Problem requirements
Every record below is to be restated word for word, and no picture is to be copied.

Task inputs
-- Opening Marker --

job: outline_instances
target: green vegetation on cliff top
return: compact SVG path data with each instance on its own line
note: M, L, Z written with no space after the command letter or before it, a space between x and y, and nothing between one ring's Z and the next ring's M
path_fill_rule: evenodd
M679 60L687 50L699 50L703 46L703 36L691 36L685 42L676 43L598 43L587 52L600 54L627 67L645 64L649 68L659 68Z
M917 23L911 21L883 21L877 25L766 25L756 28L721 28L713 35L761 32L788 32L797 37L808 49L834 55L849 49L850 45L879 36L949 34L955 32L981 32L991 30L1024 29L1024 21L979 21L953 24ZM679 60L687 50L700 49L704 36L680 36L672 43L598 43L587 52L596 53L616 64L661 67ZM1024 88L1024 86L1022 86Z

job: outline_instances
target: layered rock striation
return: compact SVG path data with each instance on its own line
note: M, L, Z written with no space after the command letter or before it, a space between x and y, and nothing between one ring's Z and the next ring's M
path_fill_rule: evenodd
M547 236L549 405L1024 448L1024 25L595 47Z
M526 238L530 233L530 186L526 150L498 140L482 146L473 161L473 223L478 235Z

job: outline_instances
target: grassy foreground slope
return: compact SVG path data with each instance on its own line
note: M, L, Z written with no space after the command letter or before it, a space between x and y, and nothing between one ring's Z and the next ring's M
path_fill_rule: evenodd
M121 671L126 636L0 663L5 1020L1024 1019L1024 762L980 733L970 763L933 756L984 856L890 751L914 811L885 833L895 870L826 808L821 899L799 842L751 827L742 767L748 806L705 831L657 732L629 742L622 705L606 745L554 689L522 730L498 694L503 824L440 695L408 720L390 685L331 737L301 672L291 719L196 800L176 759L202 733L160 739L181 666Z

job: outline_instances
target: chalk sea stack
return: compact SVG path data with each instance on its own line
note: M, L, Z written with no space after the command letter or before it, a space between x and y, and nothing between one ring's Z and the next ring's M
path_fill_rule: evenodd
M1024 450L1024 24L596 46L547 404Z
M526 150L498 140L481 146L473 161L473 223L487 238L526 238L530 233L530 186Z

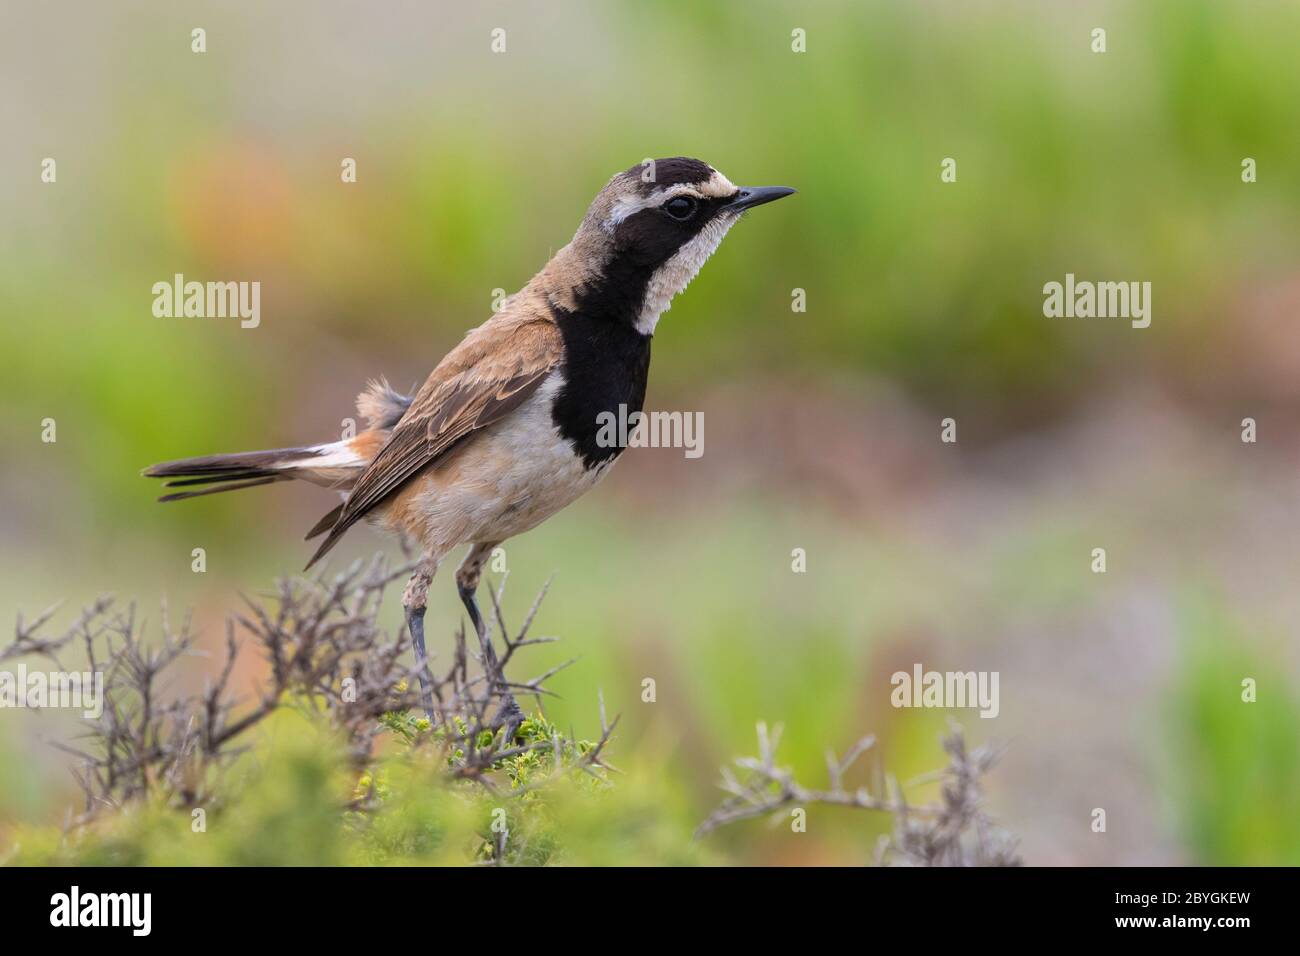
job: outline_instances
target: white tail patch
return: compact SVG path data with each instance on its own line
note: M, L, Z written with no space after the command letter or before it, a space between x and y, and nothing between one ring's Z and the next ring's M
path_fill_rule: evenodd
M277 465L276 470L292 472L293 477L314 485L350 487L352 481L370 464L370 456L363 454L357 447L362 437L359 435L344 441L313 445L304 449L301 458L291 458Z
M326 445L313 445L307 451L314 452L302 458L284 463L286 468L364 468L365 458L357 454L352 447L352 439L330 442Z

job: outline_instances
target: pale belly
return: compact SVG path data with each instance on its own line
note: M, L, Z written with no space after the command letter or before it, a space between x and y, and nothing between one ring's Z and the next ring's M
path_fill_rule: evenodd
M505 421L476 432L393 496L379 520L434 554L496 543L536 527L590 491L610 459L587 469L551 419L553 375Z

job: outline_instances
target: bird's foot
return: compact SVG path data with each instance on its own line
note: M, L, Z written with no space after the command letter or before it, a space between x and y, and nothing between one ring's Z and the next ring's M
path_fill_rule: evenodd
M475 578L471 582L459 584L457 590L460 592L460 599L465 605L465 610L469 613L469 621L474 628L474 633L478 635L479 647L483 651L484 676L487 678L488 687L491 689L490 692L501 699L501 709L497 711L493 724L505 729L505 736L502 741L509 744L514 740L515 733L524 722L524 711L519 706L519 702L515 700L514 695L506 689L505 675L501 673L501 665L497 661L496 651L492 649L492 638L488 634L487 621L479 613L478 601L474 598L474 586L477 583L477 578Z
M411 643L415 645L416 676L420 680L420 703L424 706L424 715L433 721L433 692L429 689L429 659L424 649L424 606L407 607L406 627L411 632Z

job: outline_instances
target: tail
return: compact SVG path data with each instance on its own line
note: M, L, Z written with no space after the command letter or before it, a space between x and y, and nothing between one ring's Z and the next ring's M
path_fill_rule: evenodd
M146 478L173 479L166 488L187 485L212 485L199 491L176 491L163 495L159 501L181 501L200 495L215 495L222 491L239 491L276 481L289 481L298 477L295 472L311 468L329 454L329 445L305 448L276 448L270 451L236 452L233 455L203 455L182 458L150 465L142 474Z
M163 495L159 501L181 501L222 491L240 491L294 478L337 491L350 491L357 476L378 454L410 404L410 396L394 391L383 379L372 381L357 396L357 412L370 427L353 438L301 448L182 458L150 465L143 474L147 478L172 479L164 484L166 488L212 486L198 491L174 491ZM321 518L307 532L307 539L329 531L342 512L343 506L339 505Z

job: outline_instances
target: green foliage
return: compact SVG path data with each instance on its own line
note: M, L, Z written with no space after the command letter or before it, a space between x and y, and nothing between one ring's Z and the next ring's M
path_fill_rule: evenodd
M703 854L665 808L662 783L614 785L576 768L590 741L566 741L540 713L520 727L522 752L493 768L489 786L449 774L424 718L390 714L386 752L358 774L340 742L284 710L232 766L216 805L158 803L103 812L85 827L22 826L0 845L18 865L335 866L497 862L684 864ZM557 765L553 751L560 742ZM679 815L684 816L684 815Z
M1192 862L1294 866L1300 861L1300 698L1251 650L1250 631L1204 600L1186 615L1187 656L1169 723L1173 803ZM1243 700L1243 680L1257 698Z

-- Closing Marker --

Reply
job: outline_instances
target: green vegetation on cliff top
return: compact SVG path data with each instance on its own line
note: M, L, Z written with no space after the command letter or before it, a space between x and y, and nothing between one ring's Z and the next ring's M
path_fill_rule: evenodd
M679 60L687 50L699 50L703 46L703 36L691 36L685 42L676 43L598 43L587 52L600 54L627 67L645 64L649 68L659 68Z
M917 23L911 21L883 21L877 25L766 25L756 28L721 28L713 35L761 32L788 32L797 37L808 49L834 55L849 49L850 45L879 36L949 34L955 32L981 32L991 30L1024 29L1024 21L979 21L953 24ZM679 60L687 50L700 49L704 36L680 36L672 43L598 43L587 52L596 53L616 64L661 67ZM1024 88L1024 86L1022 86Z

job: outline_instances
target: layered rock striation
return: compact SVG path data with each instance on its own line
note: M, L, Z written with no space after the command letter or before it, a space between x and y, and nothing between one ring's Z and the next ring's M
path_fill_rule: evenodd
M547 236L549 405L1024 448L1024 25L595 47Z
M526 238L530 233L530 186L526 150L498 140L482 146L473 161L473 223L478 235Z

job: outline_instances
target: grassy foreground slope
return: compact SVG path data with each instance on its own line
note: M, L, Z written with no space after the command letter or before it, a space between x and y, and nothing between one ring's Z and the next ring's M
path_fill_rule: evenodd
M121 671L126 636L0 663L5 1020L1024 1019L1024 762L980 733L970 763L933 756L984 856L890 751L914 811L885 833L895 870L826 808L821 899L799 842L751 827L742 767L748 806L705 831L657 732L629 742L622 705L606 745L554 689L522 730L498 694L503 824L440 695L408 720L390 685L331 737L301 672L291 719L196 800L176 759L202 733L160 739L181 666Z

job: outline_instances
target: chalk sea stack
return: compact SVG path data with each instance on its own line
note: M, L, Z written with no space after the command letter or before it, a space between x and y, and nothing between one ring's Z and the next ring's M
path_fill_rule: evenodd
M1024 450L1024 24L596 46L547 404Z
M526 150L498 140L481 146L473 161L473 223L487 238L526 238L530 233L530 186Z

job: outline_instances
target: white tail patch
return: compact SVG path data with each instance on its own line
note: M, L, Z written with no space after the command letter or before it, a space between x and y, and nothing between one ring's Z and the next ring's M
path_fill_rule: evenodd
M277 465L276 470L292 472L293 477L314 485L350 487L352 481L370 464L370 456L363 454L357 447L362 437L359 435L344 441L313 445L304 449L301 458L291 458Z
M326 445L313 445L307 451L314 452L302 458L284 463L286 468L364 468L365 458L357 454L352 447L352 439L330 442Z

job: outline_instances
target: pale belly
return: compact SVG path data with each instance on its own line
note: M, L, Z written with no space after the command letter or before it, a space between x and y, and nothing between one ring's Z and the next ring's M
path_fill_rule: evenodd
M505 421L476 432L393 496L379 520L434 554L496 543L536 527L590 491L610 459L587 469L551 419L553 375Z

job: outline_instances
target: bird's foot
return: compact SVG path data with each instance on its own line
note: M, L, Z written with no space after the command letter or before it, a space between x and y, and nothing between one ring's Z and the next ring's M
path_fill_rule: evenodd
M475 578L471 582L459 584L457 590L460 592L460 599L465 605L465 610L469 613L469 621L474 628L474 633L478 635L479 647L483 651L484 676L487 678L488 687L491 689L490 692L501 699L501 709L497 711L493 724L505 729L505 736L502 741L509 744L514 740L515 733L524 722L524 711L519 706L519 702L515 700L514 695L506 689L505 675L501 673L501 665L497 661L496 651L492 649L492 638L488 634L487 621L479 613L478 601L474 598L474 586L477 583L477 578Z
M411 643L415 645L416 676L420 680L420 703L424 706L424 715L433 721L433 692L429 689L429 659L424 649L424 606L407 607L406 627L411 632Z

job: outline_instances
target: tail
return: compact SVG path data with each instance on its own line
note: M, L, Z written with no space after the command letter or before it, a space between x and y, and nothing between one ring's Z and the next ring's M
path_fill_rule: evenodd
M146 478L173 479L166 488L187 485L212 485L199 491L176 491L163 495L159 501L181 501L200 495L215 495L222 491L239 491L276 481L289 481L298 477L295 472L311 468L329 454L329 445L305 448L276 448L270 451L236 452L233 455L203 455L182 458L150 465L142 474Z
M163 495L159 501L181 501L222 491L240 491L294 478L337 491L350 491L357 476L378 454L410 404L410 396L394 391L383 379L372 381L357 396L357 412L370 427L353 438L301 448L182 458L150 465L143 474L147 478L172 479L164 484L166 488L212 486L198 491L174 491ZM321 518L307 532L307 539L329 531L342 512L343 506L339 505Z

job: outline_instances
target: green foliage
return: compact SVG path data with each instance on its own line
note: M, L, Z written with no space after the command letter or before it, a space between x and y, and nothing between one ring's Z and the next ring's M
path_fill_rule: evenodd
M703 854L665 808L662 783L614 785L576 768L590 741L566 741L540 713L520 727L522 752L493 768L489 786L449 774L424 718L390 714L386 752L358 774L340 742L284 710L232 766L216 805L158 803L103 812L85 827L22 826L0 845L18 865L335 866L497 862L684 864ZM557 765L553 751L560 742ZM679 815L684 816L684 815Z
M1192 862L1294 866L1300 861L1300 698L1251 650L1250 631L1204 600L1186 615L1187 656L1169 723L1173 803ZM1243 700L1243 680L1257 698Z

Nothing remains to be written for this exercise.